> [TO BE DONE] Continue the account of camels in Egypt, picking up right after its final sentence.

## START QUOTED PASSAGE

In Alexandria this anachronism of an animal appears to be chiefly employed in carrying goods to and from the harbour, and in bringing forage into the city. This consists mainly of fresh-cut lucern, the historical forage-plant of the East, and of chopped straw—always chopped, and always carried in rope nets made of the fibres of the palm. It is always the same, because in the East there are never two ways of doing anything. As to this chopped straw, it is difficult to say how it comes to pass that the small fractions of it do not fall through the large meshes of the rope net; and that the net itself, with its contents, always retains the same rectangular form. These rope nets are used also on the river for forming the stacks of chopped straw one sees floating down the stream on boats.
On leaving Alexandria for Cairo you begin to see the camel in the fields. In that first journey in Egypt everything is new, and strange, and interests. Sometimes he is at plough, with a buffalo, or cow, or ass, for a mate. Sometimes he is tethered in a piece of lucern. From the absence of enclosures all animals are tethered in Egypt.
In Cairo you see more camels than in Alexandria. They stalk along in Indian file, not swerving an inch from the direct line, full in the middle of the street. In Jerusalem I counted as many as two-and-twenty in line, all roped together, tail and head. This is necessary there, where the streets are so narrow, that if the train of beasts were not thus vertebrated into the form of a single reptile, it would be impossible to keep them together. They bring into Cairo, besides forage, all the wood, and fuel, and grain consumed in the city, and the stone, too, that is used for building. All Cairo has in this way been carried on camels’ backs.
As you ascend the river you are never long without seeing a camel, or a string of camels, on the bank. As you look up at them, for at the season when you are in Egypt the river has subsided many feet, their long legs and long necks, seen from your boat against the sky, appear longer than they have been really made by nature, and you think that you are looking upon some arachnoid creatures, of the megatherium epoch, moving along the bank. At Siout, where the caravan road from Darfur, through the great Oasis, strikes the Nile, I saw a whole kafileh of camels that had just arrived. They were all down on the ground, on their bellies, a hundred or more of them, and filled the great market place. Their owners were busy taking off and inspecting their precious loads. It was to us a strange scene as we threaded our way through the midst of them. Some made an angry noise, and snapped at us with their ugly mouths. I know not what disturbed their equanimity. They might have been, by the grace of nature, exceptionally malcontent; or it might have been the sight of the Frank dress, or the absence of the odour of the Arab dress, that irritated them.

## END QUOTED PASSAGE
## START MATERIAL SHOWN

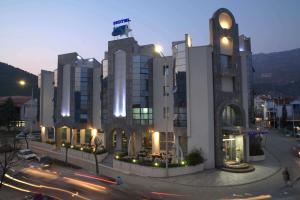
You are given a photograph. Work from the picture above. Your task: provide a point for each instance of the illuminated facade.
(70, 108)
(129, 93)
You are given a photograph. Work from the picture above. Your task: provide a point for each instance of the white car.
(26, 154)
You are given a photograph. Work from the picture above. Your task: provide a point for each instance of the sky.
(34, 32)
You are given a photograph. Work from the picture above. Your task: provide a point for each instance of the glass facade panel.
(141, 90)
(180, 98)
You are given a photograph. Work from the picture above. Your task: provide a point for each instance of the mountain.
(277, 73)
(9, 77)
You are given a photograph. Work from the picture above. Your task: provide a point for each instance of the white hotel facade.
(137, 99)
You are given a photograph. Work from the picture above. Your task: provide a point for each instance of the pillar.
(82, 136)
(155, 143)
(118, 141)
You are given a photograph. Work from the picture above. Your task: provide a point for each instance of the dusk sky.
(33, 33)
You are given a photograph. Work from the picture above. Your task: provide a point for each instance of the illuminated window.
(225, 21)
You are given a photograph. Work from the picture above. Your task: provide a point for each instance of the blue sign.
(121, 21)
(121, 30)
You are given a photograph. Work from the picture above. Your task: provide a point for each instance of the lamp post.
(23, 83)
(158, 49)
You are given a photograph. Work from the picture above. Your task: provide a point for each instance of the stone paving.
(214, 178)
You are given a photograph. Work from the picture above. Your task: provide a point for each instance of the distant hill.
(9, 77)
(278, 73)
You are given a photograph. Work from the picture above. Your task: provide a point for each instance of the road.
(80, 184)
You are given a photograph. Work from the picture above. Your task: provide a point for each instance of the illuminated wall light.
(225, 21)
(225, 40)
(119, 84)
(94, 132)
(155, 143)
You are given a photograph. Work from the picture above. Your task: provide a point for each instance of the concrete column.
(74, 137)
(82, 136)
(118, 141)
(43, 134)
(58, 138)
(138, 141)
(155, 143)
(68, 139)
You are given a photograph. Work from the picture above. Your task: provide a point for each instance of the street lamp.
(158, 49)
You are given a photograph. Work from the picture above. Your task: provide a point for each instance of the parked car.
(26, 154)
(43, 162)
(296, 150)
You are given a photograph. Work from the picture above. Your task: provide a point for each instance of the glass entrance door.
(233, 148)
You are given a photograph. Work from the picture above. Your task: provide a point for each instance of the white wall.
(66, 91)
(200, 102)
(245, 92)
(46, 98)
(158, 94)
(96, 98)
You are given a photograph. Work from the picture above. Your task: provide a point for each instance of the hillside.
(9, 77)
(278, 73)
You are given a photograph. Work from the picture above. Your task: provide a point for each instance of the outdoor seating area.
(144, 157)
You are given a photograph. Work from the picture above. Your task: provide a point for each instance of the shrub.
(255, 145)
(50, 142)
(194, 157)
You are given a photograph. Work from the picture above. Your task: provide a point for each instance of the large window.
(142, 116)
(180, 84)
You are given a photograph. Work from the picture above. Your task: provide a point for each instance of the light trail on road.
(259, 197)
(95, 178)
(84, 184)
(166, 194)
(47, 187)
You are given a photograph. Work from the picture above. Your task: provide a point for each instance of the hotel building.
(138, 99)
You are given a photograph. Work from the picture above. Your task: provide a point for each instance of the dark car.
(296, 150)
(38, 197)
(43, 162)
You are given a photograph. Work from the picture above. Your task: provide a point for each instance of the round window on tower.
(225, 21)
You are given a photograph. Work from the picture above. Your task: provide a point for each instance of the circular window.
(225, 21)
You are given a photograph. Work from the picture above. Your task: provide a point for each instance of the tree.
(8, 114)
(8, 153)
(97, 145)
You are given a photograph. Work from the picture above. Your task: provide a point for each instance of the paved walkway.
(214, 178)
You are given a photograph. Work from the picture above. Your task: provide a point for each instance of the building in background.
(70, 103)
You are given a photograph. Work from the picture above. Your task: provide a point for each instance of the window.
(165, 70)
(142, 116)
(225, 61)
(166, 90)
(166, 112)
(87, 136)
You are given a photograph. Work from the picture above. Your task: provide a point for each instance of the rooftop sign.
(121, 21)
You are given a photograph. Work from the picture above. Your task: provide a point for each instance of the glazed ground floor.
(235, 143)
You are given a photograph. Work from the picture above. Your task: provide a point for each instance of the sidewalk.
(207, 178)
(218, 178)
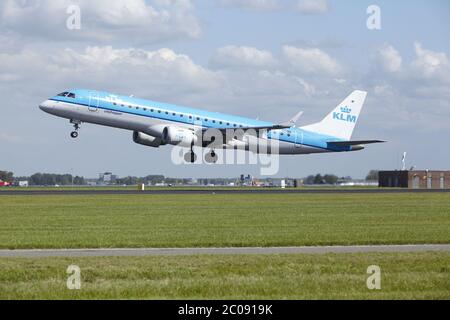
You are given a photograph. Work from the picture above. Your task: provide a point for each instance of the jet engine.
(179, 136)
(146, 140)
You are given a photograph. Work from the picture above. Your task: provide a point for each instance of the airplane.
(156, 124)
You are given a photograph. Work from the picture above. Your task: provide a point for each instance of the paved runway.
(217, 251)
(24, 192)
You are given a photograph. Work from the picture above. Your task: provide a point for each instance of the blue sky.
(256, 58)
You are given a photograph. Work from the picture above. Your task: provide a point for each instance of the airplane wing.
(353, 143)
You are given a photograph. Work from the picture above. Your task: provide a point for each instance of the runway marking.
(136, 252)
(22, 192)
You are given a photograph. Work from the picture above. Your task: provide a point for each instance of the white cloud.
(233, 56)
(313, 6)
(260, 5)
(311, 61)
(390, 59)
(102, 20)
(430, 63)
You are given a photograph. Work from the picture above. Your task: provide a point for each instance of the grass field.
(342, 276)
(222, 220)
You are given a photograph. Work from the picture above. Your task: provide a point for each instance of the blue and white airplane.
(155, 124)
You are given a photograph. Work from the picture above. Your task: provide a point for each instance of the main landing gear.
(211, 157)
(76, 126)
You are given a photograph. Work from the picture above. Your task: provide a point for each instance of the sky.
(265, 59)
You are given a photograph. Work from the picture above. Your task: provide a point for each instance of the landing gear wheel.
(190, 157)
(211, 157)
(76, 126)
(74, 134)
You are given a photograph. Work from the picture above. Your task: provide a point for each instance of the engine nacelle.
(146, 140)
(179, 136)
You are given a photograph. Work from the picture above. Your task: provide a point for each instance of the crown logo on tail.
(346, 110)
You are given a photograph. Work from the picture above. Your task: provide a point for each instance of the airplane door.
(298, 139)
(94, 101)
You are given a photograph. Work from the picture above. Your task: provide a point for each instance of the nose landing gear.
(76, 126)
(211, 157)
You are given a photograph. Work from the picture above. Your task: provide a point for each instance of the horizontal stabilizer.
(353, 143)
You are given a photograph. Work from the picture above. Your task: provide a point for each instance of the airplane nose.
(46, 106)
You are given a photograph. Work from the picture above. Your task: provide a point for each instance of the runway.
(139, 252)
(193, 191)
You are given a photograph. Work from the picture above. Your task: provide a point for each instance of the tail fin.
(341, 122)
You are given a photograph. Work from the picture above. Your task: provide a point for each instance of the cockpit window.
(67, 94)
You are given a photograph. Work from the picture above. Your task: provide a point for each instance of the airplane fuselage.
(151, 118)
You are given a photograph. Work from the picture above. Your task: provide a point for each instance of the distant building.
(23, 184)
(107, 177)
(415, 179)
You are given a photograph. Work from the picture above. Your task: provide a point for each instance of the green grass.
(222, 220)
(341, 276)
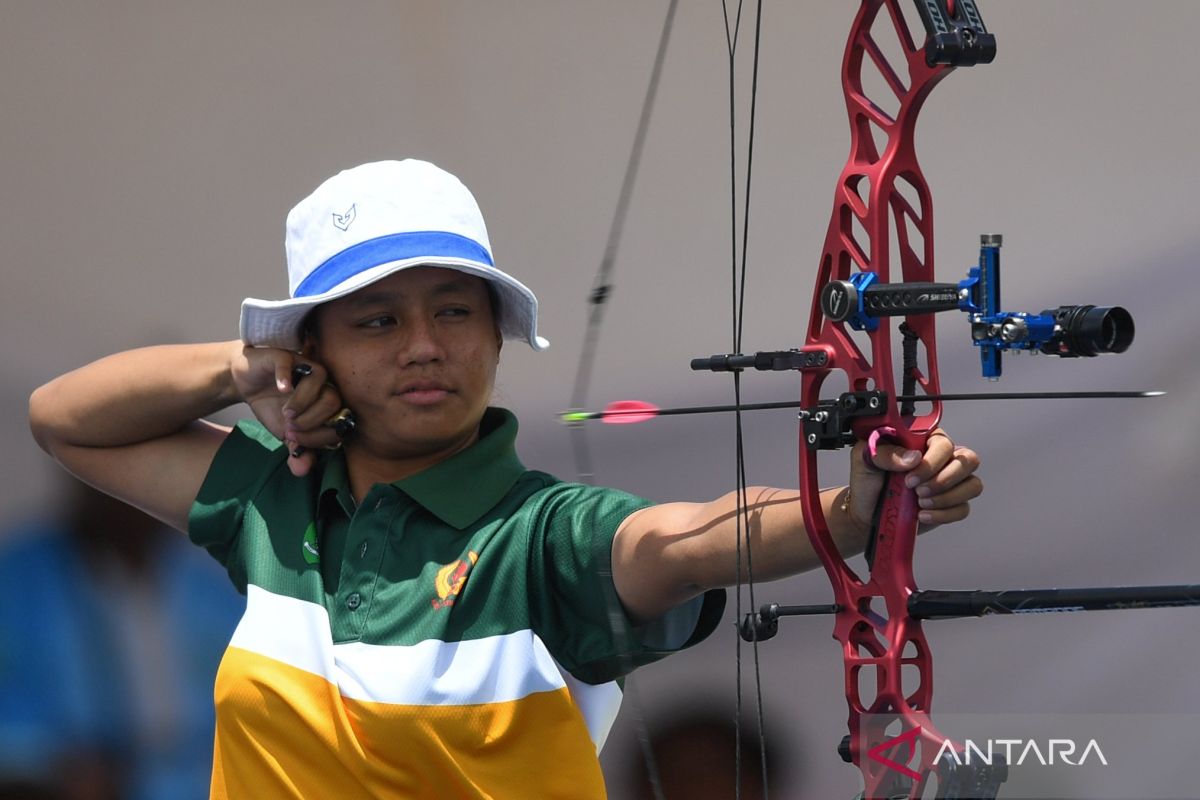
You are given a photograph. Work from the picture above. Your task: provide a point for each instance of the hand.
(294, 411)
(943, 477)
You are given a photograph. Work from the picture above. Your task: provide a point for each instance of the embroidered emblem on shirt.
(309, 547)
(450, 578)
(343, 221)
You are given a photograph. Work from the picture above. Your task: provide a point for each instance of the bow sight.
(1067, 331)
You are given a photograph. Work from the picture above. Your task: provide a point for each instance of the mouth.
(425, 392)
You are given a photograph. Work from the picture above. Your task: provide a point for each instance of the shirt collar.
(457, 491)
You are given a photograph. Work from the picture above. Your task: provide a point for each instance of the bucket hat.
(369, 222)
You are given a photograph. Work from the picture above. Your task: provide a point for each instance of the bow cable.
(738, 281)
(601, 289)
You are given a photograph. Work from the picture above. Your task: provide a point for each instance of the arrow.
(631, 411)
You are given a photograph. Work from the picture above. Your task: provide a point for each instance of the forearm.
(135, 396)
(669, 553)
(779, 543)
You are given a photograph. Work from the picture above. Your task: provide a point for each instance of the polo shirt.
(456, 635)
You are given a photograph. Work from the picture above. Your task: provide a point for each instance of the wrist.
(233, 364)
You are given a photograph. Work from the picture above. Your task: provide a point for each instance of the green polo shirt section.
(444, 637)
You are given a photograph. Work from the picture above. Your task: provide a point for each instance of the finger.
(939, 452)
(287, 372)
(306, 390)
(316, 439)
(943, 516)
(963, 464)
(325, 404)
(964, 492)
(894, 458)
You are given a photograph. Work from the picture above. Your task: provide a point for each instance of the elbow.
(40, 419)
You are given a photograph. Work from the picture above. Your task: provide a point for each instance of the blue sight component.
(1067, 331)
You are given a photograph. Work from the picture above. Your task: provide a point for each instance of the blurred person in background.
(695, 751)
(111, 632)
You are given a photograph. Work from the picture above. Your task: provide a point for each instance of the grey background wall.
(150, 151)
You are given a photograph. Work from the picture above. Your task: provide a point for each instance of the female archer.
(425, 617)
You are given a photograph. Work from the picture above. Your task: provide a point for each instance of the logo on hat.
(343, 221)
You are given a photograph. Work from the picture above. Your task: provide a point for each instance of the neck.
(365, 468)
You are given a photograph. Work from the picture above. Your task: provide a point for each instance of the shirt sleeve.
(246, 459)
(575, 605)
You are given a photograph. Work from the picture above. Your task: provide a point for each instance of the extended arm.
(669, 553)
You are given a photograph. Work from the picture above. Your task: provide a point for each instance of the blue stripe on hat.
(394, 247)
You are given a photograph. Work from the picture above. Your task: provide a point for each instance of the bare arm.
(666, 554)
(132, 425)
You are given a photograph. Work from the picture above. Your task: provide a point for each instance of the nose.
(423, 344)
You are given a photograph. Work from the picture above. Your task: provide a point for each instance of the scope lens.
(1092, 330)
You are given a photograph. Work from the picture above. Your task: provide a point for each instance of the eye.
(378, 320)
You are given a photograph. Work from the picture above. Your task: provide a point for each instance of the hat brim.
(276, 323)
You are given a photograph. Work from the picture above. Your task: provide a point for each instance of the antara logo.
(1013, 752)
(450, 578)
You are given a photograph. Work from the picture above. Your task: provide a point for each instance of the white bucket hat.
(367, 222)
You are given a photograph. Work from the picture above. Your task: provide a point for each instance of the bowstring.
(738, 283)
(601, 290)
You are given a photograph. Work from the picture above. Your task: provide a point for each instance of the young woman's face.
(414, 356)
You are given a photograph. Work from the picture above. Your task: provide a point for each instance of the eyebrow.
(367, 298)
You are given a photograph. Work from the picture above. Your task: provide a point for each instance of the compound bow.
(882, 210)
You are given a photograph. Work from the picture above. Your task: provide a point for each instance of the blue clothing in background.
(78, 675)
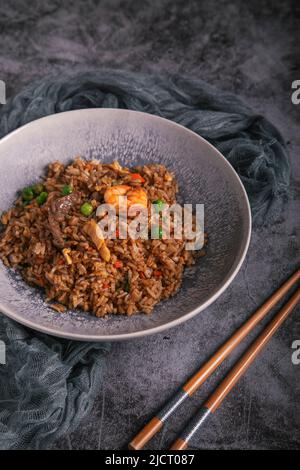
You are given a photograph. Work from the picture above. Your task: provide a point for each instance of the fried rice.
(48, 241)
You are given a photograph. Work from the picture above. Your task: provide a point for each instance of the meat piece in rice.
(47, 243)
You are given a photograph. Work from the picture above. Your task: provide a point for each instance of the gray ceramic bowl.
(133, 138)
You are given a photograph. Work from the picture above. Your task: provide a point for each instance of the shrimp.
(92, 229)
(134, 195)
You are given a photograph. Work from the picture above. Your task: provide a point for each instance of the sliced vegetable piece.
(127, 285)
(66, 190)
(42, 198)
(66, 253)
(86, 209)
(158, 232)
(27, 194)
(118, 264)
(159, 204)
(137, 177)
(38, 188)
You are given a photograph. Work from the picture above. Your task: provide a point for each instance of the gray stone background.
(250, 48)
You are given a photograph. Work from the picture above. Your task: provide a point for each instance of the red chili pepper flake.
(157, 273)
(137, 177)
(118, 264)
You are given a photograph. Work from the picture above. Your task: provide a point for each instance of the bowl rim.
(157, 329)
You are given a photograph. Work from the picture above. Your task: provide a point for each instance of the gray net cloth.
(48, 385)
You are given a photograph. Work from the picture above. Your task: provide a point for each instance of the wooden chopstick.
(156, 423)
(215, 400)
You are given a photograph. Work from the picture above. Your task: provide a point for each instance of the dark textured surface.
(249, 48)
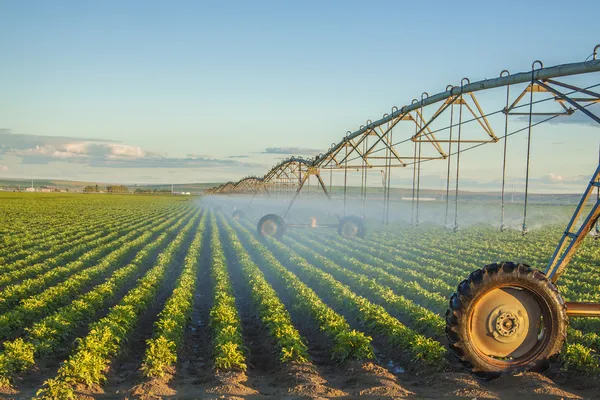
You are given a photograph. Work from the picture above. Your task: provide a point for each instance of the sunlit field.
(158, 295)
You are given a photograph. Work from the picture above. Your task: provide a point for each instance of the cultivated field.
(146, 297)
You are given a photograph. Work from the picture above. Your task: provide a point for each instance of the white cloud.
(123, 150)
(555, 178)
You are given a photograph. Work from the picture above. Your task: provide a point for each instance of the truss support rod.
(345, 179)
(524, 228)
(570, 101)
(296, 194)
(522, 77)
(455, 229)
(449, 165)
(570, 240)
(323, 186)
(502, 225)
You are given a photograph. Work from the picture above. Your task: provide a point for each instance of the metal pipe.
(521, 77)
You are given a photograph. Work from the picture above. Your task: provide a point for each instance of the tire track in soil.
(194, 366)
(125, 371)
(261, 355)
(48, 365)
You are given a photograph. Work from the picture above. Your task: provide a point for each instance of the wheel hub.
(269, 228)
(349, 230)
(506, 323)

## END MATERIAL SHOWN

> [EXERCISE OUTPUT]
Camels, like horses, are of many colours, black, white, mouse-colour of varying shades, and rusty red of varying shades. The coat, indeed, of all domesticated animals, dogs, cats, horses, cattle, donkeys, pigs, as also the feathers of our gallinaceous poultry, and even the human hair, appear to acquire a tendency to vary into these colours; of which, however, in the camel none are glossy and bright. As they do not lie on their sides, their packs and saddles are often left on all night. I have seen a long string of camels at midnight all resting on their bellies on the ground, and all still saddled, just as they had been during the day. The long manger, out of which they were eating their chopped straw, was also laid on the ground; and so was the Arab in charge of them. The fire, too, by which he was sleeping, was fed, like his camels, with chopped straw.
The camel is one of the cheapest of all means of land carriage. Its load is six hundredweight. In Syria you frequently see their loads lying in the middle of the road, while the animals themselves have been let go on the hill, or the roadside waste, to pick up a feed from the almost sapless and often thorny bushes; this costs nothing. One driver manages several, and his keep costs little. This, and the original cost of the animal, are all the outgoing in the half-desert tracts through which the caravans generally make their way. He lasts in work eighteen or twenty years.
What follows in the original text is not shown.